**Document extract**
....................

In addition, mushroom productivity predictions based on RF, XGB, SVM and GWR ranged between 0, in the less productive areas, and approximately 300 and 400 kg·ha− 1·year− 1 (with some maximum peaks reaching 500 and 600 kg·ha− 1·year− 1). Slightly lower productivity was detected using GLMM and ANN for the most productive sites, i.e. not exceeding 200 kg·ha− 1·year− 1 in any point of the study area.

Discussion

To our knowledge, this is the first study addressing a systematic evaluation of the predictive performance of alternative statistical and machine learning models to predict fungal productivity, and one of the few systematic comparisons between these different predictive approaches within the field of ecological research. This was conducted using one of the largest datasets (if not the largest one) for fungal productivity monitoring, based on consistent sampling methodology and taxonomic identification of mushrooms over more than 20 years on nearly a hundred permanent sampling plots, randomly distributed throughout the study region, which contributes to overcoming most of the practical problems related to the existence of available data for modeling fungal resources (Hao et al. 2020).

When dealing with complex ecological interactions between multiple potential explanatory variables, our results show that statistical models, especially GLMM, clearly seem to have lower predictive performance compared to artificial intelligence-based approaches, in line with previous research (e.g. Smoliński and Radtke 2016 and Schratz et al. 2019). They were less accurate and produced large over- or underestimation of mushroom productivity (Table 2), making them unreliable for such purposes compared to other alternatives. On the other hand, statistical models can be good candidates for detecting the most appropriate variables to be used in machine learning models and unravel environmental-ecological relationships between them (Shmueli 2010; Schratz et al. 2019), since the inherent statistical assumptions that shape these models allow the relationships between data in a set of probability distributions to be correctly approximated. Fitting GWR parameters using a subset of data according to their geographical location corrected for the strong underestimation of fungal productivity produced by GLMM models using k-fold CV. However, it was not possible to correct for the bias in mushroom productivity prediction in environmentally differentiated areas. By considering spatial parameters, we were able to find non-stationary patterns across the territory, denoting that climatic conditions do not affect equally at a landscape level.

....................

**Record extracts**
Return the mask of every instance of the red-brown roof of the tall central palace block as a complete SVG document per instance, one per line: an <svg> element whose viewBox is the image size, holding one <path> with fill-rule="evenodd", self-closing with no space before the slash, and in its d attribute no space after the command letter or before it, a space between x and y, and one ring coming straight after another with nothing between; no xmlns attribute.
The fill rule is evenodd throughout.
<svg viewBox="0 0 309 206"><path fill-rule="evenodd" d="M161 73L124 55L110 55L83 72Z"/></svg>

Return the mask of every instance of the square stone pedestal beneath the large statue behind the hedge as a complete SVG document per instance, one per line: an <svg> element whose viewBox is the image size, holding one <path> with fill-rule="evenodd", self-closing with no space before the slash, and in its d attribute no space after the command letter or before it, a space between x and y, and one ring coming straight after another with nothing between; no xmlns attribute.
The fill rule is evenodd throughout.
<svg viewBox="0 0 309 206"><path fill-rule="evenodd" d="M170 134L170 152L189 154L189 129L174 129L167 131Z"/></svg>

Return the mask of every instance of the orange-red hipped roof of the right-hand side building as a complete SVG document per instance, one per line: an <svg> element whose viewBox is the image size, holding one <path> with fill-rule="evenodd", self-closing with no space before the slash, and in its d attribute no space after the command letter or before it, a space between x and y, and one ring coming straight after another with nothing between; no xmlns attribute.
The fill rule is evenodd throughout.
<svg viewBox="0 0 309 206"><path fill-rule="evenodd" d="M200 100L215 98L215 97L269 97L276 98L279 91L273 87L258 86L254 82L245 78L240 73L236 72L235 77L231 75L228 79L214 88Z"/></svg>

....................

**Complete the following**
a) According to the mushroom productivity discussion, which two models gave slightly lower productivity predictions for the most productive sites?
b) In the mushroom productivity discussion, set down the stretch from "In addition, mushroom" through "the study area.".

**Solutions to the tasks**
a) GLMM and ANN.

b)
In addition, mushroom productivity predictions based on RF, XGB, SVM and GWR ranged between 0, in the less productive areas, and approximately 300 and 400 kg·ha− 1·year− 1 (with some maximum peaks reaching 500 and 600 kg·ha− 1·year− 1). Slightly lower productivity was detected using GLMM and ANN for the most productive sites, i.e. not exceeding 200 kg·ha− 1·year− 1 in any point of the study area.